__To-do list__.
1. Answer these questions from the text on Così fan tutte:
(a) In one altered version of the opera, at what point do the two sisters learn of their lovers' deceptions?
(b) Which critic called the opera "Mozart's most problematic work"?
(c) Which of the two men chose the opera's title?
2. Carry the text on Così fan tutte further, starting after its last sentence.

>> Start Extract to read

Following its rather lukewarm reception during Mozart’s lifetime, Così fan tutte had relatively few performances in the 19th and early 20th centuries. It was considered somewhat distasteful and frivolous, even immoral, and in any case was entirely out of line with Romantic ideals of undying passion, all-consuming love. What performances of it there were often employed a whole new storyline and libretto in an attempt to circumvent Da Ponte’s sardonic game of affections. In one version, the two sisters Dorabella and Fiordiligi get to know of their lovers’ deceptions at the start of Act II, casting an entirely different light over the rest of the work.
Ancient partner swapping
It’s ironic, however, that Così fan tutte was looked upon so witheringly, since its themes of disguise and partner-swapping actually date back to antiquity. In his Metamorphoses, Ovid recounts the tale of Procris, whose husband Cephalus is persuaded to attempt to seduce her while disguised as another man, goaded on by goddess of the dawn Eos, whose attentions Cephalus spurned while out hunting. In the seventh day of his Decameron, Boccaccio tells of a husband disguising himself as a priest to hear his wife’s confession – in which she reveals that she loves another priest who comes to visit her every night. Even in Shakespeare’s A Midsummer Night’s Dream, disguise in the form of magical transformations and love potions tests and disrupts existing relations between a quartet of humans and a couple of royal fairies.
Precedents in historical literature aside, however, there’s no getting away from the fact that, at least on certain levels, Così fan tutte is a deeply unsavoury creation. Eminent critic and musicologist Joseph Kerman wrote: ‘Even the most devout Mozartian will have to admit that there is something unsatisfactory about Così’, going on to call it ‘Mozart’s most problematic work’. Perhaps in an attempt to let Mozart off the hook, critics down the ages have blamed that unsatisfactoriness on what they see as a gaping chasm between the composer’s sophisticated, warm, emotional music and the icy cynicism of Da Ponte’s libretto. They have a point – and despite little evidence of how the two men actually worked on the opera, it seems that Mozart had scant input into the libretto, simply setting what Da Ponte gave him. Nonetheless, it’s indisputable that it was Mozart, not Da Ponte, who chose the opera’s contentious title.
Music versus libretto
So on the face of it, we might imagine Mozart attempting to inject some human warmth and compassion into Da Ponte’s rather unpalatable storyline through his deeply expressive music. But are things really as simple as that? In basic terms, Mozart and Da Ponte show us two apparently happy couples – Dorabella with Ferrando, and Fiordiligi with Guglielmo – and the attempt by Don Alfonso, for reasons that are never entirely clear, to demonstrate how easily the women will be unfaithful to their partners. Dorabella and Fiordiligi do indeed seem to be very much in love with their other halves, and understandably concerned about the idea that the two men might be whisked off to war and lose their lives in battle. But if that’s really the case, it seems strange that there isn’t a love duet for either of the original couples near the start. Maybe we’re meant to take their affection as read, or maybe Mozart and Da Ponte simply want to move us on into the intrigues of the opera’s later plot.

>> End Extract to read
>> Start Information provided

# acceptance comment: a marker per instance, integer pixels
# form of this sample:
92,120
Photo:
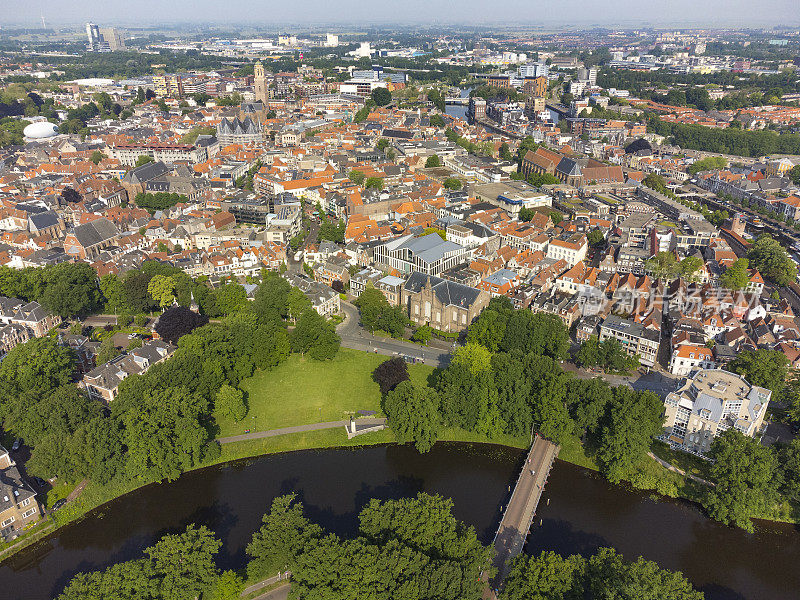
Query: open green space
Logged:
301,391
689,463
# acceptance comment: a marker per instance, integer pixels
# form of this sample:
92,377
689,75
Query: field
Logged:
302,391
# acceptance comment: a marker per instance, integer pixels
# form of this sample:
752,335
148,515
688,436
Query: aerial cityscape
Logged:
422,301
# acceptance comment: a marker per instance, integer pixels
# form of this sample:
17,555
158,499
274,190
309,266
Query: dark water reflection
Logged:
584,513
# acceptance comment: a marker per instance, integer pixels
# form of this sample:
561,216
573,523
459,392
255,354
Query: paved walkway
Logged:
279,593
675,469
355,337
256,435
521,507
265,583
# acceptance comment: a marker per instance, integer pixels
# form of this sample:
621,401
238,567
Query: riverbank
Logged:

>> End Information provided

__Answers provided__.
1.
(a) At the start of Act II.
(b) Joseph Kerman.
(c) Mozart.

2.
Even so, it’s a peculiar omission – especially since, once Ferrando and Guglielmo return in disguise to seduce the women, Mozart supplies us with warm, heartfelt, emotionally convincing love music for the new couples. ‘Il core vi dono’ (‘I give you my heart’), the Act II duet between the disguised Guglielmo and Dorabella, is fragile, tender and beautiful. Most importantly, it feels entirely authentic: the two lovers’ vocal lines copy each other precisely, and frequent pauses conjure a sense of uncertainty and anticipation. Later, Mozart writes Fiordiligi’s doubts at surrendering herself to her desires for the disguised Ferrando directly into their turbulent duet ‘Fra gli amplessi in pochi istanti’ (‘Very soon I’ll be in my lover’s arms’). The love between them by the end of the duet feels all the more real and urgent for being so hard-fought and contested. At the beginning of the opera, the music for the two original couples sounds excited, enthusiastic, full of the eagerness of youth, but it hardly conveys the depths of emotion, honesty and vulnerability that Mozart explores in Act II. It’s almost as if his characters are in love with the idea of being in love at the start, only to discover its true meaning after the interval.
Even the voices Mozart calls for tell the same story. It feels unnatural and unlikely that tenor Ferrando could hitch up with mezzo Dorabella, and the same for soprano Fiordiligi and baritone Guglielmo. Musically, those matchings are all wrong – which Mozart clearly knows, and knows that his audience knows, since the original couples don’t even come together for duets at the start of the opera. Put Fiordiligi’s soprano with Ferrando’s tenor, and Dorabella’s mezzo with Guglielmo’s baritone, however, and it all makes sense. It’s almost as if, through the music he writes for his quartet of lovers, and through the very voices he uses, Mozart is highlighting contrasts between a formal, conventional, accepted perception of love, and something truer, rawer and more natural. And if interrogating accepted conventions isn’t something that chimes with the Enlightenment beliefs that Mozart espoused, then few things are.
A passion for acting
Delving deeper still, however, there are also questions as to how much everyone in the opera is acting. Performance, of course, is central to the opera’s core plot line, in Ferrando and Guglielmo’s apparent departure and their return as different people. And unless we conclude that their feelings towards their new partners are real, or perhaps become real over time, we might assume the men are acting, too, when they attempt to seduce Dorabella and Fiordiligi. This whole set-up raises questions, however, about Ferrando and Guglielmo’s own motivations. Why are they so happy and eager to gamble with their partners’ affections following a simple prompt from a stranger? Are they really so gullible and cold-hearted as to want to demonstrate and defend their partners’ fidelity by attempting to break it? Or were they perhaps pretending in their feelings, even if they didn’t know it, all along?
Stepping back from the four lovers, Don Alfonso and Despina seem to exist on a separate level. He is the scheming mastermind behind the whole affair, even if we never fully understand what his purpose has been. Even that seems intentional: Mozart denies Don Alfonso any extended solo arias, so we never really get inside his head. Despina joins him as a willing collaborator: motivated by money, and a chance to get one over on her demanding mistresses, she’s apparently content to betray her own sex to help Don Alfonso prove his point, and oils the wheels of his intricate mechanism of scheming and deception.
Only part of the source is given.